*Task instructions*.
Repeat the data below word for word, from its first line up to and including the line that contains "<point>429,505</point>".

*Dataset records*.
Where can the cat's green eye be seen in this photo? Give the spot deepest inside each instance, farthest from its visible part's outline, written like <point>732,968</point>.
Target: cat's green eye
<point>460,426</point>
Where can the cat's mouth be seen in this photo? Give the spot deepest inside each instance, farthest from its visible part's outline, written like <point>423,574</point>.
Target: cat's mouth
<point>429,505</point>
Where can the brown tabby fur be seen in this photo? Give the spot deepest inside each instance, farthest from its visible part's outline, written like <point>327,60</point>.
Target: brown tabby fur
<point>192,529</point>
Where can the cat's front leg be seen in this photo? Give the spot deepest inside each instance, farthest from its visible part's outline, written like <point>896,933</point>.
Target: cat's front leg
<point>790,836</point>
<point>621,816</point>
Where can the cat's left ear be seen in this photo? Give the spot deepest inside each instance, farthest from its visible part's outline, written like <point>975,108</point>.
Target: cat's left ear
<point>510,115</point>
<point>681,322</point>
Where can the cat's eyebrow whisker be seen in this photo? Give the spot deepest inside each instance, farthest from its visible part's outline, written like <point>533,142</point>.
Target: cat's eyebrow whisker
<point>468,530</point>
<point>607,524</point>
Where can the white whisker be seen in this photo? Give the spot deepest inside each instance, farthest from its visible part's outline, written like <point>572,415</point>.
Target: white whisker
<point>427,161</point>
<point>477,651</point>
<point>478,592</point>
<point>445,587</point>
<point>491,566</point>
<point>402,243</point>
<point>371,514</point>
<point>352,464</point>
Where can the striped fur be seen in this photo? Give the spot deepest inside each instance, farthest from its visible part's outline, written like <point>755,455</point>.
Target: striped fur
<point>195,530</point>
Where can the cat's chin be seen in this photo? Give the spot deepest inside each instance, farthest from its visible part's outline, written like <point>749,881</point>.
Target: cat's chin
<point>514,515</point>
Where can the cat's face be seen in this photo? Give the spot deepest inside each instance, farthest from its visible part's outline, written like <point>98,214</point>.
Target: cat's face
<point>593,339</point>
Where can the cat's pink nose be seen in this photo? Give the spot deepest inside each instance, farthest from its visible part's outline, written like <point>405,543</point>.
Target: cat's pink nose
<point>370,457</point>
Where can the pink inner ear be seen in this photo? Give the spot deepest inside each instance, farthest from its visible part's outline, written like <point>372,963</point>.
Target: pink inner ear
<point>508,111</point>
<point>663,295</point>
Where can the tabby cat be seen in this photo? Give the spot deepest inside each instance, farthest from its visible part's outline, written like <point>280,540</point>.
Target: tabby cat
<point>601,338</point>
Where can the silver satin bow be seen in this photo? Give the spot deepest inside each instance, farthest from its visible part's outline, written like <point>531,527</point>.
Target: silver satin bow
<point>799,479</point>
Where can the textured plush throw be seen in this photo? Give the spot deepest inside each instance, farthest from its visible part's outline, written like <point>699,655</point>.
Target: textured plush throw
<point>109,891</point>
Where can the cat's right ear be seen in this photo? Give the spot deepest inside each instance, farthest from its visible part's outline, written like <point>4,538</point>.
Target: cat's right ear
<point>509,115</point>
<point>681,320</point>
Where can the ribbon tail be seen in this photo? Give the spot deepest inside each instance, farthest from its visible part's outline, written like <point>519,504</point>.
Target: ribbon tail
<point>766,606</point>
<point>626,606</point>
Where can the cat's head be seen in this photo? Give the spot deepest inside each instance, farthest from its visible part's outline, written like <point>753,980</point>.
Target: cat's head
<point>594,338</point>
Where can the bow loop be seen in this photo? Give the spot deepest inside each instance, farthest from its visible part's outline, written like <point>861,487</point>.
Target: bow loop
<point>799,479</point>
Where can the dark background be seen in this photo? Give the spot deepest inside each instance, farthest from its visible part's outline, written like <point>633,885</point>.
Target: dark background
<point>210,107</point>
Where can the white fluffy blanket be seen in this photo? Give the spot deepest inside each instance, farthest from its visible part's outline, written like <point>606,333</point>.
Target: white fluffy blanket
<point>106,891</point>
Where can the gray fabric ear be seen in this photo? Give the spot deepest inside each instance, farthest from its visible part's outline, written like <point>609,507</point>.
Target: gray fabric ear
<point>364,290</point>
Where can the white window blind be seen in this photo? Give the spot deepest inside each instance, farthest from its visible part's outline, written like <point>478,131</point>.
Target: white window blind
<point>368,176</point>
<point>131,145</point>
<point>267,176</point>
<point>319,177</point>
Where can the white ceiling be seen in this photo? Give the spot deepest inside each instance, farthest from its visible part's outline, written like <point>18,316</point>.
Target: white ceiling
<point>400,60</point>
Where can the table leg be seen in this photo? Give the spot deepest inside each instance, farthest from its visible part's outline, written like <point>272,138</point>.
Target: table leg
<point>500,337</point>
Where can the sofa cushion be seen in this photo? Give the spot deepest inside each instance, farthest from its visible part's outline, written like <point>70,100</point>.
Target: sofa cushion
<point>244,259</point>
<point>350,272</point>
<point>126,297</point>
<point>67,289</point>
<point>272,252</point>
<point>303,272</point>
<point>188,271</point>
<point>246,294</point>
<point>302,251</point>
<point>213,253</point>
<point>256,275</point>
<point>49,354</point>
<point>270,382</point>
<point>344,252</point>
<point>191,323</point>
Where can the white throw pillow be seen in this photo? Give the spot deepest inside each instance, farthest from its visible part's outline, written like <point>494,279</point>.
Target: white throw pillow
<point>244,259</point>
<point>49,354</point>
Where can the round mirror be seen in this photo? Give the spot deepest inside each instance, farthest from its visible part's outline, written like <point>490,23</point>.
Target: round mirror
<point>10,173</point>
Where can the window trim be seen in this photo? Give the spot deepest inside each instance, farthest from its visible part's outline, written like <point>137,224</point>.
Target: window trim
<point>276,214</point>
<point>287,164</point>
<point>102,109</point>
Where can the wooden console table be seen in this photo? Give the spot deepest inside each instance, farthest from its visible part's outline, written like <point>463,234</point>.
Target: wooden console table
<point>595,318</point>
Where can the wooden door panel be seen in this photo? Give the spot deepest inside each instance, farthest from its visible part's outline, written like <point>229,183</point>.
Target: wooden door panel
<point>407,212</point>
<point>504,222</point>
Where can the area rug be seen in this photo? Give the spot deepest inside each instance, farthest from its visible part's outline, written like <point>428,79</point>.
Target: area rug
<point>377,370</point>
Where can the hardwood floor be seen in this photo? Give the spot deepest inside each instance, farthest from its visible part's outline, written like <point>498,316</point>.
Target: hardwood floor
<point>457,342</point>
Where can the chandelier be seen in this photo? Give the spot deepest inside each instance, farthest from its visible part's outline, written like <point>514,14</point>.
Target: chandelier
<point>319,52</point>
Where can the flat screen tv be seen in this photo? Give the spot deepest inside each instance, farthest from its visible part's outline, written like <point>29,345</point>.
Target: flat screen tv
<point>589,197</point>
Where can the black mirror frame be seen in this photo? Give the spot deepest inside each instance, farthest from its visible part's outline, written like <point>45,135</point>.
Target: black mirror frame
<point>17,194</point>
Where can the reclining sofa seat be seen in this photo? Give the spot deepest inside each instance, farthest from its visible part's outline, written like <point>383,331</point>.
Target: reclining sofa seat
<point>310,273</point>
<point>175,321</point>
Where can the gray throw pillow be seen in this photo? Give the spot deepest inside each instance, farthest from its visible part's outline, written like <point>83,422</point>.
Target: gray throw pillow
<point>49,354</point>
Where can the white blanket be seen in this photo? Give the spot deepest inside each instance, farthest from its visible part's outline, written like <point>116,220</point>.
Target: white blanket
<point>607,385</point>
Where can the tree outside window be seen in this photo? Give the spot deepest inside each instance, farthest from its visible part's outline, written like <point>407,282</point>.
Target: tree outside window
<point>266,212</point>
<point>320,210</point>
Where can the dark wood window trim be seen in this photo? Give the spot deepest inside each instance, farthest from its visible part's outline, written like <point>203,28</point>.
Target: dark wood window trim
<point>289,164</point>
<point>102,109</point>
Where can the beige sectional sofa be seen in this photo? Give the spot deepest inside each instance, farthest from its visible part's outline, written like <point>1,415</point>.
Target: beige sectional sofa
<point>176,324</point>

*Solution*.
Where can the cat's green eye be seen in this photo? Give the spot deepest inside each instance, farthest from its visible part's outline, written like <point>732,968</point>.
Target: cat's green eye
<point>460,426</point>
Where can the cat's mouth be seen in this photo? Give the spot deepest inside each instance, farthest from its visible part's outline, written like <point>423,574</point>.
Target: cat's mouth
<point>429,505</point>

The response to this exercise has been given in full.